--- 課題の内容 ---
a - グアルディオラ監督の記事を読み、次の問いに答えてください。
(i) マンチェスター・シティはプレミアリーグで何勝何分の成績を挙げていますか。
(ii) スペイン国家憲兵は何人の容疑者リストをどこに送りましたか。
(iii) グアルディオラ氏はFCバルセロナとFCバイエルン・ミュンヘンで、7年間にいくつのタイトルを手にしましたか。
b - グアルディオラ監督の記事を、最後の一文の後から書き進めてください。

--- 提示テキスト ---
強豪チームひしめくサッカーの英イングランド・プレミアリーグで負けなしの17勝1分で首位を独走するマンチェスター・シティを率いるジョゼップ・グアルディオラ監督(46)が国家反逆罪で訴追される恐れがあるというニュースが飛び込んできたからです。

シウダダノスはマリアーノ・ラホイ首相の国民党以上に強く、州議会選で勝利すればカタルーニャの自治権を縮小すると唱えていました。州議会選の投票が行われた12月21日、スペイン国家憲兵は独立運動を扇動した31人の容疑者リストを最高裁判所に送りました。

グアルディオラ氏は先日のエントリーで紹介したように筋金入りの独立派です。これまでも独立派のイベントに何度も顔を出しており、6月11日のイベントで独立運動に向けて市民を扇動するマニフェストを読み上げた容疑があるということです。

勝てば監獄

草の根独立運動団体・カタルーニャ国民会議(ANC)の広報責任者で大学教授のアドリア・アナルシナさん(35)は筆者の取材に「これがスペイン流のカタルーニャの民主主義潰しの実態です。カタルーニャの人々を標的にしたものです。もし中央政府の意向に反するようなことをすればこうなるという見せしめです」と話しました。

容疑者リストにある人については捜査が進められ、訴追され、投獄される恐れがあるとアナルシナさんは指摘します。裁判官の判断次第です。「この日の選挙結果は、スペイン当局がカタルーニャの市民リーダーや政治家を投獄したことを認めないという意思表示です」

ANC元リーダーの1人、ジュゼップ・ペドロルさんも「選挙で負ければスペイン中央政府に支配され、勝てば投獄されるということです」と話しました。

グアルディオラ氏はスペインのFCバルセロナ、ドイツのFCバイエルン・ミュンヘンでは7年間に21のタイトルを手にした名将中の名将です。

スペイン北東部カタルーニャ自治州で生まれ、育ったグアルディオラ氏の家族は、独裁者フランコ時代に公で語ることを禁じられたカタルーニャ語を守るため地下に潜ってまで保護運動を続けた独立派団体オムニウム・クルトゥラルのメンバーです。グアルディオラ氏も熱烈なカタルーニャ・ナショナリストです。

--- データセット記録 ---
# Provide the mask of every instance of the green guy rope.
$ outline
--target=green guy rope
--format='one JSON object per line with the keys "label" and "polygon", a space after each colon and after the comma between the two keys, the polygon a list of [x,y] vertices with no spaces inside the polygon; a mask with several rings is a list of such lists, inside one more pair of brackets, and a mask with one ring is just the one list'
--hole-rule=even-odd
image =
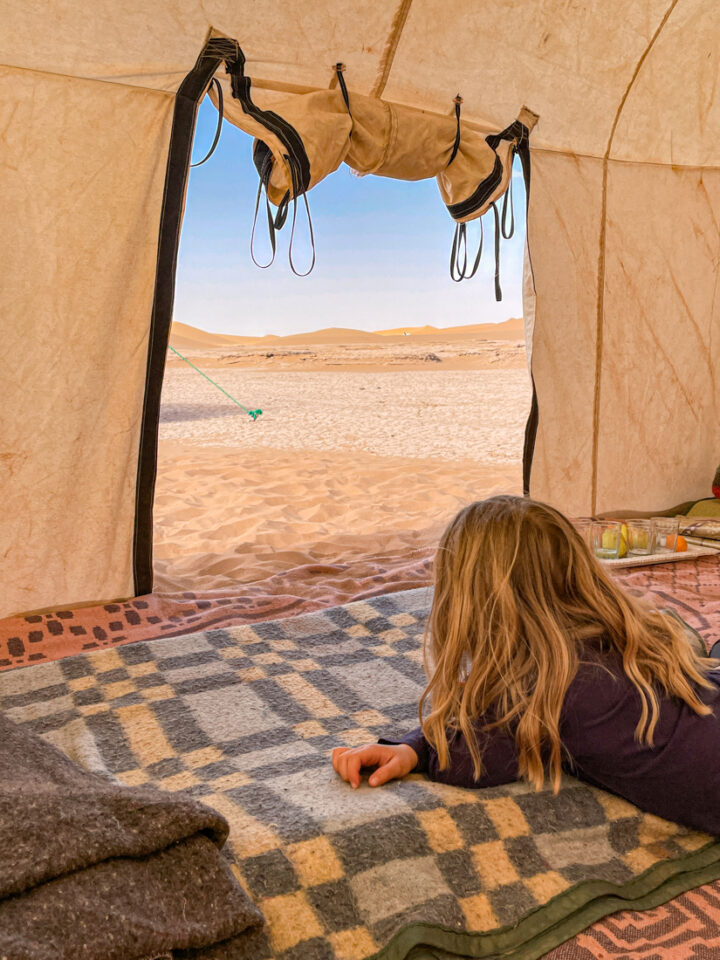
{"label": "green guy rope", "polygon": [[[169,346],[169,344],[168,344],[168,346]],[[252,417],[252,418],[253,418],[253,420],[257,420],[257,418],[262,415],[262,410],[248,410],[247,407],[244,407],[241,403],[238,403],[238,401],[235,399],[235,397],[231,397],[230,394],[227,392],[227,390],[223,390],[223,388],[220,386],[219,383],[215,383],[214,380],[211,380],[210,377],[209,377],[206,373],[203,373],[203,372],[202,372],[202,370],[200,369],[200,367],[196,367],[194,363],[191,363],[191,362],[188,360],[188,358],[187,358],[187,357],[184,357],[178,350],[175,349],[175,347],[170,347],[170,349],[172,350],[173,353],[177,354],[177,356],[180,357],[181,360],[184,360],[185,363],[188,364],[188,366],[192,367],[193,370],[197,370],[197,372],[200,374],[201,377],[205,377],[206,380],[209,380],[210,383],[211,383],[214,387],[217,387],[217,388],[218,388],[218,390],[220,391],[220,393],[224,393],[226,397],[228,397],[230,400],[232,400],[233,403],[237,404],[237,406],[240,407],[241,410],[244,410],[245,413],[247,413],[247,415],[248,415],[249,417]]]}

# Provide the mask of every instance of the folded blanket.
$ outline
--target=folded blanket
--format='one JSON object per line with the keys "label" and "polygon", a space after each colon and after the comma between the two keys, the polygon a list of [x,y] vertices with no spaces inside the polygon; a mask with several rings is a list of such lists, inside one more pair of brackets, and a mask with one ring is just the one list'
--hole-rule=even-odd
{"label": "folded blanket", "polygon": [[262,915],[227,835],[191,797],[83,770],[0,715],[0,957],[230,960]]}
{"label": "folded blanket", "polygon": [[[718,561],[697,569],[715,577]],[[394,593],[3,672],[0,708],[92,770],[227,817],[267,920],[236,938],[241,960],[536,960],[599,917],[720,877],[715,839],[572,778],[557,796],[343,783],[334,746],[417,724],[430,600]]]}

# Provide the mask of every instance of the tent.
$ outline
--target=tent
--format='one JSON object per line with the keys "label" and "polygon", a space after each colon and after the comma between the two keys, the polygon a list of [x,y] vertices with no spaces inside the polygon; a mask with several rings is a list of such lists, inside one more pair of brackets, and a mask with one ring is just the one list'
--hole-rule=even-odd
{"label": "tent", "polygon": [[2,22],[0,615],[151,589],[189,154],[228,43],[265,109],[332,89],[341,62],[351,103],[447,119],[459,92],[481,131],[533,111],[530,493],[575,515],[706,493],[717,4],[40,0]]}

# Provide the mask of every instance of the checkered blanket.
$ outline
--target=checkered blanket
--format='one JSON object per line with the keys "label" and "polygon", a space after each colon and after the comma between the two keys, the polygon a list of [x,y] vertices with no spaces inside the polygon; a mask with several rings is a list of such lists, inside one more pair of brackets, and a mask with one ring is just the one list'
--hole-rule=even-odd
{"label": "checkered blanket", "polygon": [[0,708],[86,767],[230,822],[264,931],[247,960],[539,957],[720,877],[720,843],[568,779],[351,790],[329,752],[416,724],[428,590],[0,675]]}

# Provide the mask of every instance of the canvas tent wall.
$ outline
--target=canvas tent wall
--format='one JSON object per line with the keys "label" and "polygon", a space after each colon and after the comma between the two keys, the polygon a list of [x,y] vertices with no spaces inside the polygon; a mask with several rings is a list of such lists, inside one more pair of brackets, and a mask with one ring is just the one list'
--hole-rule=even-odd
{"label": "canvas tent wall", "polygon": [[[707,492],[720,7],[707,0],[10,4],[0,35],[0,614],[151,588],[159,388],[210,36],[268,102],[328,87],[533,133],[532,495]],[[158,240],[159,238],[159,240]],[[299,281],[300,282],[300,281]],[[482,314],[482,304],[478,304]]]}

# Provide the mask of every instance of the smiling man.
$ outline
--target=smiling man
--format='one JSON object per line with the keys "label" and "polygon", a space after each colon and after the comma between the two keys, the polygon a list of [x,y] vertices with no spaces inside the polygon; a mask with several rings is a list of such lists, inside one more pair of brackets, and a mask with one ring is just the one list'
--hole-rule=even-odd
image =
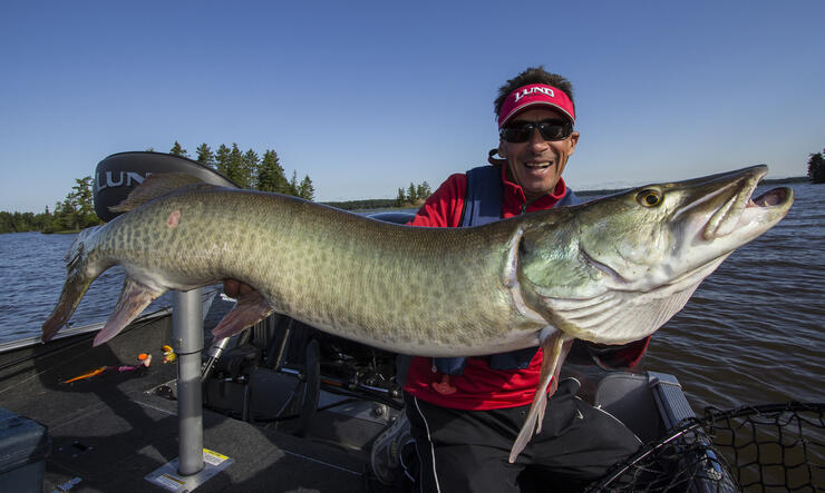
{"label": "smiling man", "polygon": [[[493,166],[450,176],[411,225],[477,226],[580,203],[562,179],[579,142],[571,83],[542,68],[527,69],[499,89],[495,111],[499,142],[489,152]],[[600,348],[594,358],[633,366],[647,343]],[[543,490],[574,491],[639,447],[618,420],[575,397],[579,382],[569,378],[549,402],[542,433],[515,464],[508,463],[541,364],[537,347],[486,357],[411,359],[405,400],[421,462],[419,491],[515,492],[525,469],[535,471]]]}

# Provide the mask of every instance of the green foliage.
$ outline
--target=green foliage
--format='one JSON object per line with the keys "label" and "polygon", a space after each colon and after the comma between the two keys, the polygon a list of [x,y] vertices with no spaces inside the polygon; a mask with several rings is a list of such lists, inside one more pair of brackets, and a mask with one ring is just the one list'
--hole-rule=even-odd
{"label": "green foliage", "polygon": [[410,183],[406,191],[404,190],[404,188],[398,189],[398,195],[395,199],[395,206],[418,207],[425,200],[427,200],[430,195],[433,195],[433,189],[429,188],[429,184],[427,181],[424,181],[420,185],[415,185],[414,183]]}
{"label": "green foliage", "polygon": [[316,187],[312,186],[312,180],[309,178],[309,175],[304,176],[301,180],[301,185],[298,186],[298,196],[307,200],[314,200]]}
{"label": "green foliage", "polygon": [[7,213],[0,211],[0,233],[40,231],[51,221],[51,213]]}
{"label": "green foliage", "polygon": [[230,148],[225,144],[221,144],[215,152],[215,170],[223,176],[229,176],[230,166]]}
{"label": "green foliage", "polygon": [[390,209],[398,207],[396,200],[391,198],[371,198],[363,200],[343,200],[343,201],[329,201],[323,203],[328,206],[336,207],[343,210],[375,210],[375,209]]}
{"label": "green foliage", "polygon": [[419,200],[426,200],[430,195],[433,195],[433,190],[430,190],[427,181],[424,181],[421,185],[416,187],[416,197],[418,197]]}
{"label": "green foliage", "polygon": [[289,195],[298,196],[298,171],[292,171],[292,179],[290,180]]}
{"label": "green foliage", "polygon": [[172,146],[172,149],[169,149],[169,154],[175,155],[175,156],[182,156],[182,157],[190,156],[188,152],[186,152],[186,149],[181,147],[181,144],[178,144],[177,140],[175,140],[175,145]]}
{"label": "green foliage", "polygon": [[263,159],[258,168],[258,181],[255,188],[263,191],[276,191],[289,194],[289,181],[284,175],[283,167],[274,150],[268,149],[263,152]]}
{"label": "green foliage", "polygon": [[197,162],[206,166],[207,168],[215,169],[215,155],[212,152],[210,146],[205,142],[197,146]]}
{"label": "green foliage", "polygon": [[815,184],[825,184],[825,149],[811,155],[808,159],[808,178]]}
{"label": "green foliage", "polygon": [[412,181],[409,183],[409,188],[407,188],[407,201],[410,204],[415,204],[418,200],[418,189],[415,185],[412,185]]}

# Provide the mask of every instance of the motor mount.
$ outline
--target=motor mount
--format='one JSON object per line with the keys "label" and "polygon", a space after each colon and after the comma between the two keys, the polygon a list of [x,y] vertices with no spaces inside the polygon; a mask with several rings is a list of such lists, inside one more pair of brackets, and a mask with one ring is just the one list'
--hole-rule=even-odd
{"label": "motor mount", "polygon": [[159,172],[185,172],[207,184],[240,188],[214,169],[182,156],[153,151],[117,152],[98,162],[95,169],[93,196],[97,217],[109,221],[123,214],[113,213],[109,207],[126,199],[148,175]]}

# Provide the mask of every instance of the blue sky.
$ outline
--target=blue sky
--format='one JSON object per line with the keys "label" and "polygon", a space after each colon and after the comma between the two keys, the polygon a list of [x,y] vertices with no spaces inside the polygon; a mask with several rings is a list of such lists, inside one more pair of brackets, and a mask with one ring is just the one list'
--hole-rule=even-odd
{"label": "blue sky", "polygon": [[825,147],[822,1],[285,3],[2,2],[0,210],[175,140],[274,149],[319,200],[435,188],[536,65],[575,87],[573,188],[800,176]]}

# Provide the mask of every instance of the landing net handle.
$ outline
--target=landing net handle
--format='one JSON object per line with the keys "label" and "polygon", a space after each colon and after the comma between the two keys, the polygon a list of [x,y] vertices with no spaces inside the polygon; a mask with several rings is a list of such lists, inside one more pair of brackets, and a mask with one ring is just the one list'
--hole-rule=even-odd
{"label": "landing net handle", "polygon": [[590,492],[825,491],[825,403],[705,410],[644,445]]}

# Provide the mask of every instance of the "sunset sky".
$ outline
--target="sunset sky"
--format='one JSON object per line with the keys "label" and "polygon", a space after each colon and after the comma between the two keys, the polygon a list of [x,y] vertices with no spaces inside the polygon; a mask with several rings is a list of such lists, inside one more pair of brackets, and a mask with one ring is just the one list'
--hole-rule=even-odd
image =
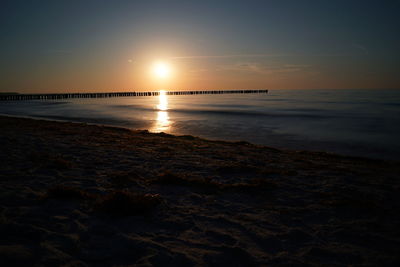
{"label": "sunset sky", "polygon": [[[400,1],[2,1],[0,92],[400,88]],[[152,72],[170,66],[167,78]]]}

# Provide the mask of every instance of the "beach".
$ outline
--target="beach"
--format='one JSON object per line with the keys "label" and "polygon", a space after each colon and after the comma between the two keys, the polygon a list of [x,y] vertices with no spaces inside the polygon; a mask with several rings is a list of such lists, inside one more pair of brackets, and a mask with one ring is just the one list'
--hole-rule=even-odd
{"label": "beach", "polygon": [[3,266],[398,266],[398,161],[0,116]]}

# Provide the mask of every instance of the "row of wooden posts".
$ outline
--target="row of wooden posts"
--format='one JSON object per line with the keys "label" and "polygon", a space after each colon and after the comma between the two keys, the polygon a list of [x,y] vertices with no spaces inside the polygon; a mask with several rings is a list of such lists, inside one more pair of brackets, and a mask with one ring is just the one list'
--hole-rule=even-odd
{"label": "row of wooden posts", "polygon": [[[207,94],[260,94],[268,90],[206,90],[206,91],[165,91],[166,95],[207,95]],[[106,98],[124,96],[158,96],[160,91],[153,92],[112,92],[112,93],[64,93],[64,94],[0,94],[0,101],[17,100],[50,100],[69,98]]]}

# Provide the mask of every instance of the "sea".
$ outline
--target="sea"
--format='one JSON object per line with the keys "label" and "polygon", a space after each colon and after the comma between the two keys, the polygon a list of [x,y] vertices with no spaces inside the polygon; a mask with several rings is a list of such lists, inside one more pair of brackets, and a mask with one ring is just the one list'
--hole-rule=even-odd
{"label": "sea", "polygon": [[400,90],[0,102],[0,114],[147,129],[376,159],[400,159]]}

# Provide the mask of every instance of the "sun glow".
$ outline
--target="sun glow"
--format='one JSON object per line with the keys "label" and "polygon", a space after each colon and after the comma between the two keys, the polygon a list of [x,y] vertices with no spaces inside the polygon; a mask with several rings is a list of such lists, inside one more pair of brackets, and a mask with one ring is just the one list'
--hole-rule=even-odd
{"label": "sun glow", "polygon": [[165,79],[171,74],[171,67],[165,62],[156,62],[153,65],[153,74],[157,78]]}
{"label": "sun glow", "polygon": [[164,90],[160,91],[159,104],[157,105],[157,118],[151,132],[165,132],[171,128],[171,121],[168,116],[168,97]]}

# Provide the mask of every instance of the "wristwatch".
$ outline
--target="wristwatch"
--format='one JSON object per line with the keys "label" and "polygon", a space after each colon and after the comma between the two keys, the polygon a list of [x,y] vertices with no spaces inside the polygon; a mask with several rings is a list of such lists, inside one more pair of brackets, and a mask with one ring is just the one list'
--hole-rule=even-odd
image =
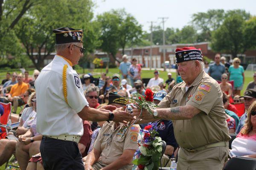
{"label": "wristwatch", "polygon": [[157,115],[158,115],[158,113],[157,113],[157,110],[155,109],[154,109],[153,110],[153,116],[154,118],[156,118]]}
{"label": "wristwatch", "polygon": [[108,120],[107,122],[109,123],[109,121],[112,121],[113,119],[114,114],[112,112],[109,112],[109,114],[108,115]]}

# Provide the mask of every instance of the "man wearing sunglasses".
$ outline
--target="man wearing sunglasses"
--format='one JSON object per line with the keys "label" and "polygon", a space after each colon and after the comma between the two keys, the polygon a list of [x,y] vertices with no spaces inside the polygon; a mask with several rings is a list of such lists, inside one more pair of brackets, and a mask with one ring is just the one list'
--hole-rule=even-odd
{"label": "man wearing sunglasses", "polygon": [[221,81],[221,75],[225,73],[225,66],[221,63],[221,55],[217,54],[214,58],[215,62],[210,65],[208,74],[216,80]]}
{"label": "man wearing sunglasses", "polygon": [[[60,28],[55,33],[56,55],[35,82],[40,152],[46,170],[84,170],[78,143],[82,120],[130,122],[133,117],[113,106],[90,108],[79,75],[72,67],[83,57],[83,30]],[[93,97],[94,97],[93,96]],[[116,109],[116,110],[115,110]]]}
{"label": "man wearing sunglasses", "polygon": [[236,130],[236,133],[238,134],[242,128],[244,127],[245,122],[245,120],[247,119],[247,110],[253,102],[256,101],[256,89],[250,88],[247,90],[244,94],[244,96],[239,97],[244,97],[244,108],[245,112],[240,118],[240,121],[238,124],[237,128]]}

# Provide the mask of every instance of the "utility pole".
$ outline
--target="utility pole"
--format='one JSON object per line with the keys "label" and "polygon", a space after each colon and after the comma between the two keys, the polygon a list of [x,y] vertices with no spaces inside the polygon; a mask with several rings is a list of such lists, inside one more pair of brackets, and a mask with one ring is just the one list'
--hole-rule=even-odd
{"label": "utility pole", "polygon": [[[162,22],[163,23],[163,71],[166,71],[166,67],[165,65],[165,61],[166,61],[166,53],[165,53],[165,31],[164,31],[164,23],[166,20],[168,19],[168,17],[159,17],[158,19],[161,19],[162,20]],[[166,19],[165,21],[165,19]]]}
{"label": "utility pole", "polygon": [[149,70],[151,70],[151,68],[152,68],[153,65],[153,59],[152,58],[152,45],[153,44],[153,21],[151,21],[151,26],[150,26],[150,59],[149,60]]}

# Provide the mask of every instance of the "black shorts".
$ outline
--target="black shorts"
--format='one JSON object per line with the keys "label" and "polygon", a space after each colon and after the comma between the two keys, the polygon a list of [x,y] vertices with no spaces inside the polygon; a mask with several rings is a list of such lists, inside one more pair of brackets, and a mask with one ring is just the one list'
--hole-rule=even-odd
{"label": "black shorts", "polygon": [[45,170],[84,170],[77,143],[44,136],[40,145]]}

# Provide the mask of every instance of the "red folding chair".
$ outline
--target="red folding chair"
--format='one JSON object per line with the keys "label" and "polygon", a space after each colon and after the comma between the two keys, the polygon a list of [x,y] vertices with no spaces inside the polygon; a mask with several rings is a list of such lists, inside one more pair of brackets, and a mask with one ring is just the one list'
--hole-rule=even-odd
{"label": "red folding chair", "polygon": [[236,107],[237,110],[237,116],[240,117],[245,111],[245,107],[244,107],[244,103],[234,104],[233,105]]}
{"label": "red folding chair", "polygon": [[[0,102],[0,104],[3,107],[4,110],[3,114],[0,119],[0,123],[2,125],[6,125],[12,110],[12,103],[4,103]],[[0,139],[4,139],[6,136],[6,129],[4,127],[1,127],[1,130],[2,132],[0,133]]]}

--- 解答一覧 ---
a -
(i) 負けなしの17勝1分です。
(ii) 31人の容疑者リストを最高裁判所に送りました。
(iii) 21のタイトルです。

b -
スペインの「揺るぎなき統一」を定める憲法に反する独立住民投票を扇動したとしてオムニウム・クルトゥラルとANCのリーダー2人とカタルーニャ州政府の元閣僚8人が投獄され、今も4人が獄中です。手配されたカルラス・プチデモン前州首相ら5人はブリュッセルに逃亡したままです。

グアルディオラ氏は獄中の4人と同じ運命をたどる恐れがあるのです。

黄色いリボンに込められた意味

グアルディオラ氏は獄中にいるオムニウム・クルトゥラルのリーダーら4人の即時釈放を求めて、黄色いリボンを着けてイングランド・プレミアリーグやUEFA(欧州サッカー連盟)チャンピオンズリーグの試合に臨んでいます。

「1日でも大変なのに、もう何日も市民のリーダーや政治家が獄中につながれています。黄色いリボンを外せる日が来ることを願ってやみません」とグアルディオラ氏はメディアに訴えています。

グアルディオラ氏の好敵手、マンチェスター・ユナイテッドのジョゼ・モウリーニョ監督は「自分が同じことをしても許されるだろうか」と疑問を呈しています。UEFAは「政治やイデオロギー、宗教の関する挑発的なメッセージとなるジェスチャーや言葉、オブジェクト」を禁止しているからです。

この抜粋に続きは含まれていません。